Jika tidak segera ditangani, gumpalan darah dapat terlepas dan menyebabkan emboli paru, yaitu kondisi darurat yang gejalanya meliputi:
Batuk berdarah
Sesak napas mendadak
Nyeri d**a yang memburuk saat batuk atau menarik napas panjang
Pusing berat sampai terasa akan pingsan
Jantung berdebar cepat
Diagnosis Deep Vein Thrombosis
Untuk mendiagnosis deep vein thrombosis, dokter akan menanyakan gejala dan penyakit yang pernah maupun sedang diderita pasien. Selanjutnya, dokter akan melakukan pemeriksaan fisik di bagian tubuh yang sakit dan bengkak.

[Data penunjukan ekspresi rujukan]

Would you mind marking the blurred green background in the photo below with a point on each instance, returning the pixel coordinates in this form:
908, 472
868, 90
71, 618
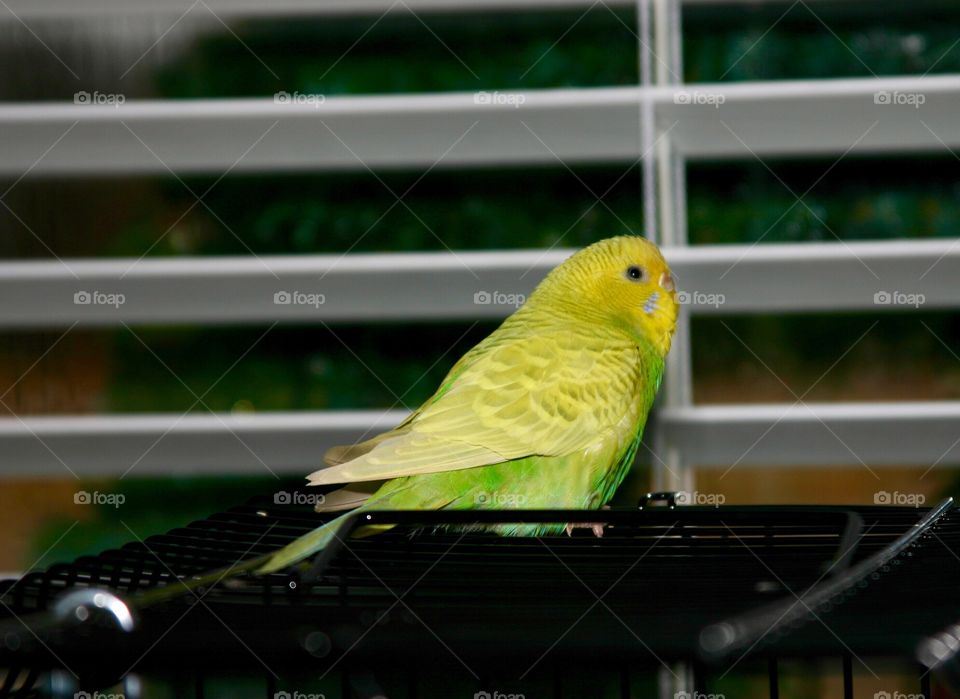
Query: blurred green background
306, 367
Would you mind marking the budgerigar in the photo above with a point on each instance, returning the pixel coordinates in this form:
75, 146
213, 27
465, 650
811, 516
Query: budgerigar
546, 412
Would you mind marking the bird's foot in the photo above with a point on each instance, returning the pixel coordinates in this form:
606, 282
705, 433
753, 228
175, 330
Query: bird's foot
597, 528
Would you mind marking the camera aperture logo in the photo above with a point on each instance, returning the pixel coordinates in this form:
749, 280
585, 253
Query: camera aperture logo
83, 497
284, 97
684, 497
698, 298
98, 98
498, 298
882, 497
508, 99
910, 99
898, 298
699, 97
98, 298
298, 298
297, 498
485, 499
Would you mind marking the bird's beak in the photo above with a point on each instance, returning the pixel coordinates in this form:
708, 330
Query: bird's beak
666, 282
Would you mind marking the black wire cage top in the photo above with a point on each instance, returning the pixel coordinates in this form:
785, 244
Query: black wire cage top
434, 602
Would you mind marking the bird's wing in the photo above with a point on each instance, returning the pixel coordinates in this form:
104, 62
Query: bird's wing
542, 394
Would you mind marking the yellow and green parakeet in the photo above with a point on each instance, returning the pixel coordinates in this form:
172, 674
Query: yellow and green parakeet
546, 412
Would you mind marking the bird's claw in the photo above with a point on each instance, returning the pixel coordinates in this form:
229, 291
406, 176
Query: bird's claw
596, 527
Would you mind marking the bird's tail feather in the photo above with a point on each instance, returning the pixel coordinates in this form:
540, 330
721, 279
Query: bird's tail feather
303, 547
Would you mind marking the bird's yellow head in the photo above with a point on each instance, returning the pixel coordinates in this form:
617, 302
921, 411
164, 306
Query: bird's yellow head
625, 281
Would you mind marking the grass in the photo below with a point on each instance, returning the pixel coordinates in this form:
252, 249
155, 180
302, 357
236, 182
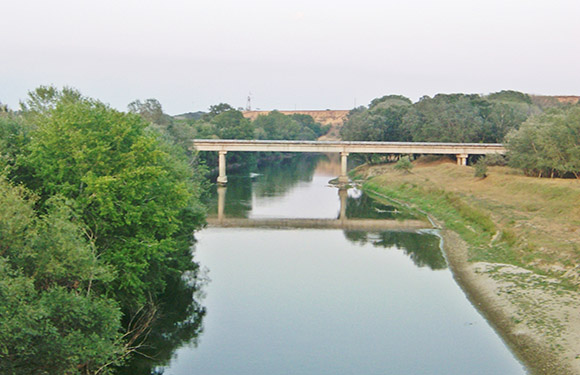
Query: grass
505, 218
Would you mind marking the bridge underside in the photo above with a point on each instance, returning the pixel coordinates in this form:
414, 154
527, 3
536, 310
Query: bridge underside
460, 150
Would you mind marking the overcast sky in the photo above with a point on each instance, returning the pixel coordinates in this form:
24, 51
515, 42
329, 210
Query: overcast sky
314, 54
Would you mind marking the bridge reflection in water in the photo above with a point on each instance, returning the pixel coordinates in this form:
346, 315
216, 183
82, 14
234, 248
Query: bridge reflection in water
342, 222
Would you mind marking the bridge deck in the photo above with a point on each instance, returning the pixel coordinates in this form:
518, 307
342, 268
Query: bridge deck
346, 224
349, 147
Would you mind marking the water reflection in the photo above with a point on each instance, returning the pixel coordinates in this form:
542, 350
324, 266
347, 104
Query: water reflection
180, 322
311, 302
423, 250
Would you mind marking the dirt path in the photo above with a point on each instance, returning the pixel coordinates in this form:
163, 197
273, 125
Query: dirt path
535, 305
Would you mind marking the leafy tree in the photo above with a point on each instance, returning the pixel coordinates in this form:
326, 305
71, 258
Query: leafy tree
404, 164
446, 118
383, 121
151, 111
53, 322
133, 196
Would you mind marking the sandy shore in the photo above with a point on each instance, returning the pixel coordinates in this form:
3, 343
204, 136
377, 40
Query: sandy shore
537, 316
539, 322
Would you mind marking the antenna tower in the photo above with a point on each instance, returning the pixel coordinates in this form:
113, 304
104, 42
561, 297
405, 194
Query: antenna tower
249, 102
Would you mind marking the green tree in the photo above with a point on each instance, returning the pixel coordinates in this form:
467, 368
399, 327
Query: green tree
548, 144
53, 320
382, 121
135, 198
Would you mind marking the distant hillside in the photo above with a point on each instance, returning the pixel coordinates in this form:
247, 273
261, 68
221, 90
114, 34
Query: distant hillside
334, 118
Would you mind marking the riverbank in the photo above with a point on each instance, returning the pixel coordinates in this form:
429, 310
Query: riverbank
513, 244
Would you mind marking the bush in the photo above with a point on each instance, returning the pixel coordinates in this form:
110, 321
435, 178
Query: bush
481, 169
404, 164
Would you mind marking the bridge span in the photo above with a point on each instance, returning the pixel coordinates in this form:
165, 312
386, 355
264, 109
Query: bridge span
460, 150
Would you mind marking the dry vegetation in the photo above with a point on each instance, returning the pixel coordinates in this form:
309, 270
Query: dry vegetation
521, 240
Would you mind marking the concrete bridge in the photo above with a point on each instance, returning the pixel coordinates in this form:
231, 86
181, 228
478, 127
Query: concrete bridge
460, 150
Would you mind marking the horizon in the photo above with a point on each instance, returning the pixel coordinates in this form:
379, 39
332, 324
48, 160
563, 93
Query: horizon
316, 55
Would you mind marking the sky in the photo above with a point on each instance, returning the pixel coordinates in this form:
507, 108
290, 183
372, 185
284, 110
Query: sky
299, 54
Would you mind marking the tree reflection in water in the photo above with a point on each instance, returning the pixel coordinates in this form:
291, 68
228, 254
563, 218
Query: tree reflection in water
424, 250
180, 322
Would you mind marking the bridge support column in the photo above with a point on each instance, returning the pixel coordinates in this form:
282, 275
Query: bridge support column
343, 195
462, 159
221, 203
222, 178
343, 178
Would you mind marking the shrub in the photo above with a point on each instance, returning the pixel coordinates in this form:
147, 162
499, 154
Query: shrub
404, 164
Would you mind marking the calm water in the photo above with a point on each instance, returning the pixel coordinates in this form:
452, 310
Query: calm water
312, 301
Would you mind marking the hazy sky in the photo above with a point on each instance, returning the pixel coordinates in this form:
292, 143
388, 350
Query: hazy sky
314, 54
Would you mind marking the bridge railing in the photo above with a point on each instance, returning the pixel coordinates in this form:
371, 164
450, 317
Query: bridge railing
460, 150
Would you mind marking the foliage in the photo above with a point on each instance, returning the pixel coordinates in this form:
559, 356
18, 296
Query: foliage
548, 144
510, 96
404, 164
276, 125
443, 118
383, 121
492, 160
480, 168
51, 322
133, 196
14, 135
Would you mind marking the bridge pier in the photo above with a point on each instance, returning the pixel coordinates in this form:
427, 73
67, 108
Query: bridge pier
222, 178
462, 159
343, 178
343, 195
221, 203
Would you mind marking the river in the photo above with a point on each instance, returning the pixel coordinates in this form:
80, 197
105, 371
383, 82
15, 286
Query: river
309, 300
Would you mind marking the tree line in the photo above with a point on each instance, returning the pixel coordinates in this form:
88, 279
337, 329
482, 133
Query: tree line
97, 214
222, 121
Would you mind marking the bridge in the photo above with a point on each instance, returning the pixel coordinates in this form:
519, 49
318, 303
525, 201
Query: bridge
460, 150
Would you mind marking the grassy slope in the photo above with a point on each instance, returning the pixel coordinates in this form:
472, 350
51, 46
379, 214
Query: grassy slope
505, 218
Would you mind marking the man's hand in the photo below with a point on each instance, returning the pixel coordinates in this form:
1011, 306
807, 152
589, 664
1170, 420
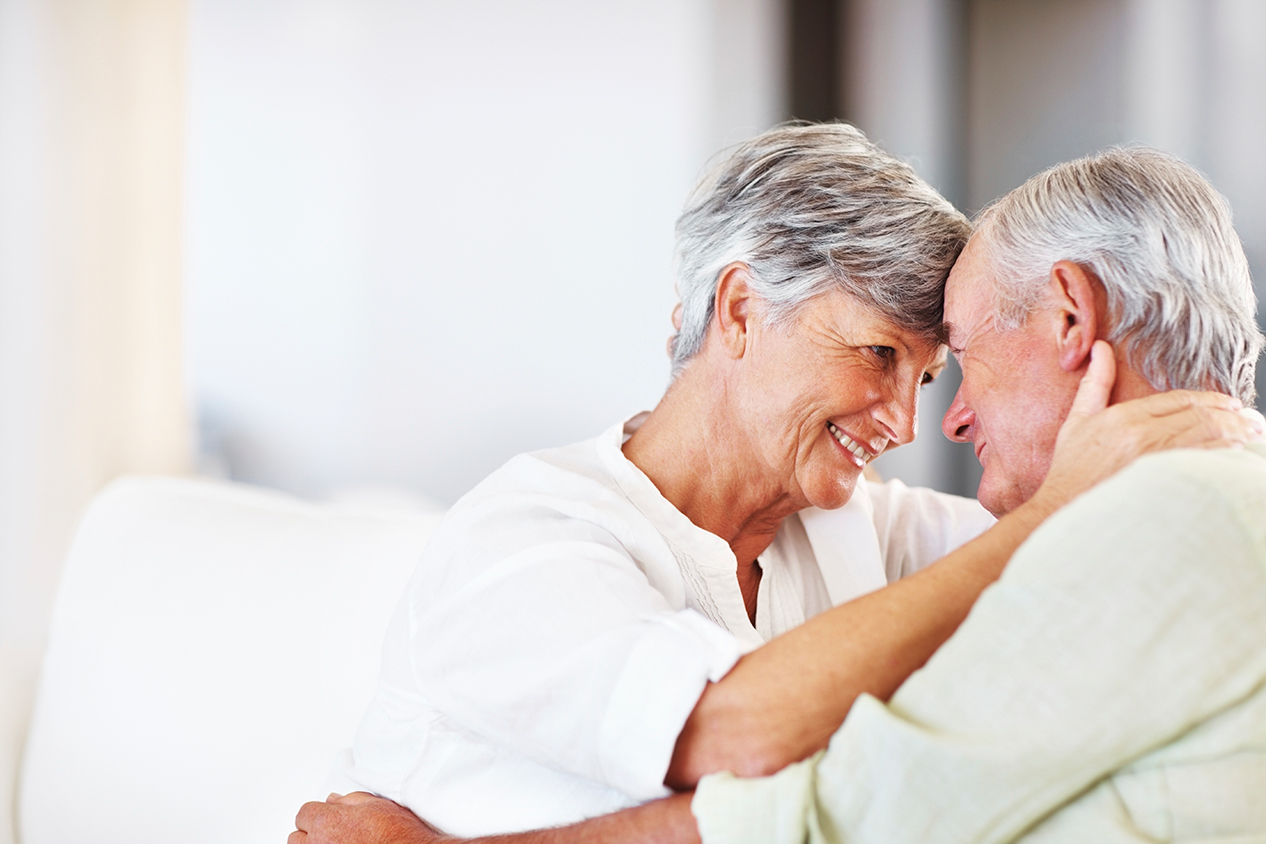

• **TUGAS 1**:
Jawablah pertanyaan berikut berdasarkan teks tentang deep vein thrombosis.
(a) Kondisi darurat apa yang dapat terjadi jika gumpalan darah terlepas?
(b) Gejala apa yang berkaitan dengan jantung?
(c) Di bagian tubuh mana dokter melakukan pemeriksaan fisik?
• **TUGAS 2**:
Salin bagian teks tentang deep vein thrombosis tanpa perubahan, mulai dari "Jika tidak segera" sampai dengan "sakit dan bengkak.", termasuk kedua bagian tersebut.

• **JAWABAN 1**:
(a) Emboli paru.
(b) Jantung berdebar cepat.
(c) Di bagian tubuh yang sakit dan bengkak.

• **JAWABAN 2**:
Jika tidak segera ditangani, gumpalan darah dapat terlepas dan menyebabkan emboli paru, yaitu kondisi darurat yang gejalanya meliputi:
Batuk berdarah
Sesak napas mendadak
Nyeri d**a yang memburuk saat batuk atau menarik napas panjang
Pusing berat sampai terasa akan pingsan
Jantung berdebar cepat
Diagnosis Deep Vein Thrombosis
Untuk mendiagnosis deep vein thrombosis, dokter akan menanyakan gejala dan penyakit yang pernah maupun sedang diderita pasien. Selanjutnya, dokter akan melakukan pemeriksaan fisik di bagian tubuh yang sakit dan bengkak.